Exercise description:
The answer must be an exact copy of the records, with every picture removed.

Segment Open

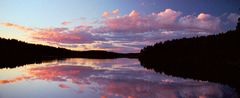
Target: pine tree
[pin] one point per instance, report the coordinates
(238, 24)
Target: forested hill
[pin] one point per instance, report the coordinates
(213, 58)
(14, 53)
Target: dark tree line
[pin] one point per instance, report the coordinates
(15, 53)
(215, 58)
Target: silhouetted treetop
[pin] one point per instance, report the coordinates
(238, 24)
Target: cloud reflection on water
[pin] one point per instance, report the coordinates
(118, 78)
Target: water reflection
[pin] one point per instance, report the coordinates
(86, 78)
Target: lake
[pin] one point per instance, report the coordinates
(106, 78)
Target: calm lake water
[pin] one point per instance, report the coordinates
(113, 78)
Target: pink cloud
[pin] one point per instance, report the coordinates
(105, 14)
(116, 11)
(63, 86)
(19, 27)
(202, 22)
(165, 20)
(233, 17)
(65, 22)
(133, 14)
(127, 29)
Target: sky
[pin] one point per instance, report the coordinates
(113, 25)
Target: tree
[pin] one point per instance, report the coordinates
(238, 24)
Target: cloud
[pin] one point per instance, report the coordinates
(19, 27)
(105, 14)
(233, 17)
(66, 22)
(133, 14)
(165, 20)
(201, 23)
(63, 86)
(132, 31)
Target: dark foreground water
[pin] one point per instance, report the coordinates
(113, 78)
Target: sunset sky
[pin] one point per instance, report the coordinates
(113, 25)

Segment Closed

Solved exercise:
Target: pine tree
[pin] one point per instance, report the coordinates
(238, 24)
Target: forested hill
[pin] one point per instance, report the coordinates
(213, 58)
(14, 53)
Target: dark tree line
[pin] one point per instance, report the coordinates
(15, 53)
(215, 58)
Target: silhouetted treetop
[pin] one point per instance, report the coordinates
(238, 24)
Target: cloud reflection on water
[pin] one point per instance, report the coordinates
(118, 78)
Target: water reflection
[pin] one point per instance, report the coordinates
(86, 78)
Target: lake
[pin] one point per instance, report the coordinates
(106, 78)
Target: calm lake water
[pin] one point per instance, report the coordinates
(113, 78)
Target: pink cloud
[pin] one point per instance, report the coordinates
(105, 14)
(116, 11)
(63, 86)
(19, 27)
(202, 22)
(165, 20)
(233, 17)
(65, 22)
(133, 14)
(127, 29)
Target: sky
[pin] one point per instance, report the coordinates
(113, 25)
Target: tree
[pin] one point per instance, report the coordinates
(238, 24)
Target: cloud
[pin] one point per instance, report the coordinates
(19, 27)
(105, 14)
(233, 17)
(66, 22)
(133, 14)
(165, 20)
(201, 23)
(63, 86)
(132, 31)
Target: dark foreground water
[pin] one point per instance, report the coordinates
(113, 78)
Target: sunset sky
[pin] one point per instance, report the coordinates
(113, 25)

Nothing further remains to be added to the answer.